DOCUMENT EXTRACT:
□ □ □ □ □ □ □

"The only thing better than a best friend is a best friend with Chocolate."

Wednesday, April 2, 2008

I'm going to zone out

Here it comes - the end of one miserable rotation. Don't know why, but everything that could possibly go wrong in a single rotation went wrong on this one. I'll be glad to slink out with a low B... I have A's on all my other rotations. Sucks.

Six weeks of OB/Gyn. Not a terror rotation, it was supposed to be fun, dammit. This whole rigmarole should have been a piece of cake, but it turned into something else that will twist up my guts for a longish time.

Never could settle down to find my groove for this rotation, could never get comfortable with the system I was working in. I have a very good attending, but I could not get into a rhythm at all... I've spent the last six weeks constantly off-balance, losing my groove just as I begin settling down. Spending my days in the office constantly wanting to be in the OR - where I fell flat on my face. Literally.

Three times I left the OR halfway through a surgery - first time was a C-section when I almost passed out, second time was last week when I had to throw up (thank you... its called PMS) and today, I officially passed out. Like one moment I'm standing on my feet doing whatever I'm supposed to do and answering questions on anatomy, vaguely aware that I'm too hot and its kind of hard to breathe. The next thing I know is the anesthesiologist is telling me about my vital signs. Sigh.

□ □ □ □ □ □ □

LISTED RECORDS:
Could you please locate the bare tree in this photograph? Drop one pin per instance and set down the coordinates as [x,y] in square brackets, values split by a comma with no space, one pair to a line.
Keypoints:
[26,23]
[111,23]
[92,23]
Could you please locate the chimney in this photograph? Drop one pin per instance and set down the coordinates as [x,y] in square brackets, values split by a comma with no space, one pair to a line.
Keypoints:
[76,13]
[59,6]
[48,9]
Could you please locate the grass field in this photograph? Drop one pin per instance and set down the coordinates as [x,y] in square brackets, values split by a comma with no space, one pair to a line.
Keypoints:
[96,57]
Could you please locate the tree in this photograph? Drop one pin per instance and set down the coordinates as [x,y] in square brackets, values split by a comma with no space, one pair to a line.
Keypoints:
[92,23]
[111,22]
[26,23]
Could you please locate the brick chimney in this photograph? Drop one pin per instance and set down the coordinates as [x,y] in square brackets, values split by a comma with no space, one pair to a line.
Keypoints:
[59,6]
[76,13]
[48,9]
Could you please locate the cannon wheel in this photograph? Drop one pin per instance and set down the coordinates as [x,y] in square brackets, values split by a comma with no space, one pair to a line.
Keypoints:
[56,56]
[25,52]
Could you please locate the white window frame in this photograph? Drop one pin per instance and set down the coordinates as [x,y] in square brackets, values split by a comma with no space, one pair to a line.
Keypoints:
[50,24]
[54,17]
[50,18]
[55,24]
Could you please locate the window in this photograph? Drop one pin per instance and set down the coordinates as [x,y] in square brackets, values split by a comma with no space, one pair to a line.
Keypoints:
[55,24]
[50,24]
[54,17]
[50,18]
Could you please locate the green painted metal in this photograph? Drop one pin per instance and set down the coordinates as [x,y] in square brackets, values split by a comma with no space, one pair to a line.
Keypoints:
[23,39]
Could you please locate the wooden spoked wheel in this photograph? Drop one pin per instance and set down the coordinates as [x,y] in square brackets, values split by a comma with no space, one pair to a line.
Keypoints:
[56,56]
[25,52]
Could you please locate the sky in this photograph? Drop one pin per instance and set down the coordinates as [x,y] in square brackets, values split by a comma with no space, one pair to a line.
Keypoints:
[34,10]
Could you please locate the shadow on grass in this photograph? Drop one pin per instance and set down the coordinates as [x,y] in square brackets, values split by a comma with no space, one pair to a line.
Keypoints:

□ □ □ □ □ □ □

PROBLEM: Summarize the blog post about the OB/Gyn rotation in two sentences.

TASK OUTPUT: The writer's six-week OB/Gyn rotation, expected to be easy and fun, went badly: despite a very good attending, the writer never found a rhythm and expects to finish with a low B after earning A's on every other rotation. The writer left the OR partway through surgery three times: once after nearly passing out during a C-section, once to throw up, and once after actually passing out.